> **STATED GOAL**:
Edit the lines below so that "tree bark" becomes "leaf", leaving everything else unchanged.

Extracted records:
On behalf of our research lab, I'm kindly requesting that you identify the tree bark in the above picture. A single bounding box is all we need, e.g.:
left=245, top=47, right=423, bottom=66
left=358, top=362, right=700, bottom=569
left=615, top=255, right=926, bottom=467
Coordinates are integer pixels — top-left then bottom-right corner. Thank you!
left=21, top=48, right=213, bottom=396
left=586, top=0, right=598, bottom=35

> **WRITTEN RESPONSE**:
On behalf of our research lab, I'm kindly requesting that you identify the leaf in the above picture. A single bounding box is all we need, e.g.:
left=245, top=47, right=423, bottom=66
left=358, top=362, right=700, bottom=569
left=615, top=255, right=926, bottom=467
Coordinates are integer pixels — top-left then bottom-right corner. Thank you!
left=21, top=48, right=213, bottom=396
left=586, top=0, right=598, bottom=35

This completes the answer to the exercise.